Boundary annotation records
◇ ◇ ◇ ◇ ◇

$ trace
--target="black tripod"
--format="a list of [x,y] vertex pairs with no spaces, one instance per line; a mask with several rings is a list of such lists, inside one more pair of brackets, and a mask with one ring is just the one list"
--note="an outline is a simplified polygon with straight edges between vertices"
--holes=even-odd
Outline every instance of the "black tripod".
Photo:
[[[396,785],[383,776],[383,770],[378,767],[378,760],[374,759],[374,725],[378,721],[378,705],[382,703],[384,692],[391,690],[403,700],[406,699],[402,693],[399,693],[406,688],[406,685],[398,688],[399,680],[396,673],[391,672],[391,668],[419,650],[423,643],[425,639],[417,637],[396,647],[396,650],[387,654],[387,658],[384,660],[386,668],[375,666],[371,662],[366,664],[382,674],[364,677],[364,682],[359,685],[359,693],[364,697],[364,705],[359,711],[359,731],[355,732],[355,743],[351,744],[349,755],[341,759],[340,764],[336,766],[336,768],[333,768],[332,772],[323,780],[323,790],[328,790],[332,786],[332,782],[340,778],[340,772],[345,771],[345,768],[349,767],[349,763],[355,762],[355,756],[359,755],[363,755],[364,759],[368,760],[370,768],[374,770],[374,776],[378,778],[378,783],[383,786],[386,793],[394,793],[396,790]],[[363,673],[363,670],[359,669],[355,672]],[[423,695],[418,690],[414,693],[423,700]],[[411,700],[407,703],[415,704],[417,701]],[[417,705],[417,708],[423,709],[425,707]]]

◇ ◇ ◇ ◇ ◇

Exercise objective -
The records above should be repeated in full, exactly as given.

Response for this exercise -
$ trace
--target="black tripod"
--format="a list of [x,y] vertex pairs with no spaces, one instance per line; a mask with several rings is a list of such lists, inside one more pair of brackets, and a mask with one ring is just the one list"
--note="an outline is a simplified polygon with straight edges between vertices"
--holes=even-odd
Outline every instance of the "black tripod".
Photo:
[[[396,785],[383,776],[383,770],[378,767],[378,760],[374,759],[374,725],[378,721],[378,705],[382,703],[384,692],[391,690],[403,700],[406,699],[402,693],[399,693],[406,688],[406,685],[398,688],[399,680],[396,673],[391,672],[391,668],[419,650],[423,643],[425,639],[417,637],[396,647],[396,650],[387,654],[387,658],[384,660],[386,668],[375,666],[371,662],[366,664],[382,674],[364,677],[364,682],[359,685],[359,693],[364,697],[364,705],[359,711],[359,731],[355,732],[355,743],[351,744],[349,755],[341,759],[340,764],[336,766],[336,768],[333,768],[332,772],[323,780],[323,790],[328,790],[332,786],[332,782],[340,778],[340,772],[345,771],[345,768],[349,767],[349,763],[355,762],[355,756],[359,755],[363,755],[364,759],[368,760],[370,768],[374,770],[374,776],[378,778],[378,783],[383,786],[386,793],[394,793],[396,790]],[[363,673],[363,670],[359,669],[355,672]],[[423,695],[418,690],[414,693],[423,700]],[[411,700],[407,703],[415,704],[417,701]],[[417,705],[417,708],[423,709],[425,707]]]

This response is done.